> _Work to complete_
Could you return the stretch of entries from the line containing "Find distant mountain" through the last line of the entries as a JSON list of strings, one string per line and no blank lines?
:::::
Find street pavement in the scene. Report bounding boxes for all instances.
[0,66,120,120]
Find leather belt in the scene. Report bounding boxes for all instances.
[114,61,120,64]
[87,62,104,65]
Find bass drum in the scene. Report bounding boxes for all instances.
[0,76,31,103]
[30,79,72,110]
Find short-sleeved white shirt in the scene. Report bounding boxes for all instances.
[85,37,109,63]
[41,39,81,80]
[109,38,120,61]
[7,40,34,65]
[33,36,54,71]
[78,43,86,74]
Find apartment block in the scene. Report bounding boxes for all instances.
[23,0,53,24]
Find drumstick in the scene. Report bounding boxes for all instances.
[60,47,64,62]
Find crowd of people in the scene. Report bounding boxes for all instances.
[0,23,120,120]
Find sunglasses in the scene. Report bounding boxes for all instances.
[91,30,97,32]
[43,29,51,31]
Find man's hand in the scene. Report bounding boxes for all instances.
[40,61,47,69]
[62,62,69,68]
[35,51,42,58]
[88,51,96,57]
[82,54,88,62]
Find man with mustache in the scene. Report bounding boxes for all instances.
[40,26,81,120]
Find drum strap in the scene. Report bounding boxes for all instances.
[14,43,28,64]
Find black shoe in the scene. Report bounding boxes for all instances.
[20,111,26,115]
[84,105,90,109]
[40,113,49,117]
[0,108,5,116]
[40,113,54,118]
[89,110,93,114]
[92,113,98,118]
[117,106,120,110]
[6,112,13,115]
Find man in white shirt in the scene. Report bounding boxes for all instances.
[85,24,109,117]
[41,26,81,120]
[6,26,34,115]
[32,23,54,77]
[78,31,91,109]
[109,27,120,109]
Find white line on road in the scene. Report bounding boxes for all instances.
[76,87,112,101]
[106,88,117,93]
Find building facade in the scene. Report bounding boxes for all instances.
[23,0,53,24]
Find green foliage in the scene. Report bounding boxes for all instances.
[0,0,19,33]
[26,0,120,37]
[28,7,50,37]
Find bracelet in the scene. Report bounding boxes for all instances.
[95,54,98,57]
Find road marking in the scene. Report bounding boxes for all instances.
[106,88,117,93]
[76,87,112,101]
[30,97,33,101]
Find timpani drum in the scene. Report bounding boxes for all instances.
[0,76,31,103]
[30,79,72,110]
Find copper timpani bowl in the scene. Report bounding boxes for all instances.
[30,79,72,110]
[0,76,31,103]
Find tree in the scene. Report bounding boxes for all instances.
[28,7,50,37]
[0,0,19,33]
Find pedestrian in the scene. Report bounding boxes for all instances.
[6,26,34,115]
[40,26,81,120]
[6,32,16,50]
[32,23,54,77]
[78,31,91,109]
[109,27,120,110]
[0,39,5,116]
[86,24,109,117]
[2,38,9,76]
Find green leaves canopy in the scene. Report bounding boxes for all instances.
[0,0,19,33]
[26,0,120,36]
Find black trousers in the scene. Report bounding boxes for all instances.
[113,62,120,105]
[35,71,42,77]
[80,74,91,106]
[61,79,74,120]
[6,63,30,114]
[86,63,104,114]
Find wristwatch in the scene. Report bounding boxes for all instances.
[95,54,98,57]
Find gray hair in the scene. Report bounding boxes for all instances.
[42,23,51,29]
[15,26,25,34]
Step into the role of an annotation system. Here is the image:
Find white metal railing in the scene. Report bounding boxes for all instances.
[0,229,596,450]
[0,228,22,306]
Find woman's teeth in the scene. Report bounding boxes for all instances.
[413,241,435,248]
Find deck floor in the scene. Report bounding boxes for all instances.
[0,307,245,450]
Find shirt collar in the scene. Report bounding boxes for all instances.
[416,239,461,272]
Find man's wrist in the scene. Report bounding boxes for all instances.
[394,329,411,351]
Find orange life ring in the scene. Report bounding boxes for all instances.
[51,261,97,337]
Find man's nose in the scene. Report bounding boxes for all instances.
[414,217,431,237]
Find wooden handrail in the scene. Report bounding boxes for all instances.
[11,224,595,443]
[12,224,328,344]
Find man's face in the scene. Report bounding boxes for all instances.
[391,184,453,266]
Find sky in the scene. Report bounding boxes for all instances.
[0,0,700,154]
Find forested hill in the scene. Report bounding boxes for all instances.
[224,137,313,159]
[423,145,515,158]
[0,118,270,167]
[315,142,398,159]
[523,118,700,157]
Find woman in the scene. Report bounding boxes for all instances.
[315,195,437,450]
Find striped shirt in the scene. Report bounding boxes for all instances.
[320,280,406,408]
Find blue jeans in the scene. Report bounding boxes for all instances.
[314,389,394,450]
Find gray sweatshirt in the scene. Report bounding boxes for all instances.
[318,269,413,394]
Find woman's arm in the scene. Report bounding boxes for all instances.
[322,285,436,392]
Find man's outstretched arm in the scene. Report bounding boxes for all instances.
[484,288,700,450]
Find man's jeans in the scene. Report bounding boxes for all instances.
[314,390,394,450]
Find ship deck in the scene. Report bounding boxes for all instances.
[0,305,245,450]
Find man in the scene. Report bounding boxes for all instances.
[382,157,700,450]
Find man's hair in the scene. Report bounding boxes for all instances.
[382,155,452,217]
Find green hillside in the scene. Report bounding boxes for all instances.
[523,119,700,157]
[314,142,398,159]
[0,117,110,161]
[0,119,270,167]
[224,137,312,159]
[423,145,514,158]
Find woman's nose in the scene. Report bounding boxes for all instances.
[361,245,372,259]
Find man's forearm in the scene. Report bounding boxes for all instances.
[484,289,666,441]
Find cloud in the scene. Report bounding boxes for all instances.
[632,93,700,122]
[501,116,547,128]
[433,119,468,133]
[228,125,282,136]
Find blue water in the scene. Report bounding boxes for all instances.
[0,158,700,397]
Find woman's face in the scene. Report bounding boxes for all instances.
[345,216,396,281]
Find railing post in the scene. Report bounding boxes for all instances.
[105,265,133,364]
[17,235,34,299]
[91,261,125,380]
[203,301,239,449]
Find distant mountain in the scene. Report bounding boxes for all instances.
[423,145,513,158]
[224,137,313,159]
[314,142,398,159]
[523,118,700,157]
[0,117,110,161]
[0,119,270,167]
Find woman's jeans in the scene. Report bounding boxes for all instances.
:::::
> _Solution_
[
  "Find distant mountain in the scene. Report bounding boxes for all instances.",
  "[423,145,513,158]",
  "[224,137,313,159]",
  "[314,142,398,159]",
  "[523,118,700,157]",
  "[0,117,110,161]",
  "[0,119,270,167]",
  "Find woman's jeans in the scene. Report bounding boxes for all instances."
]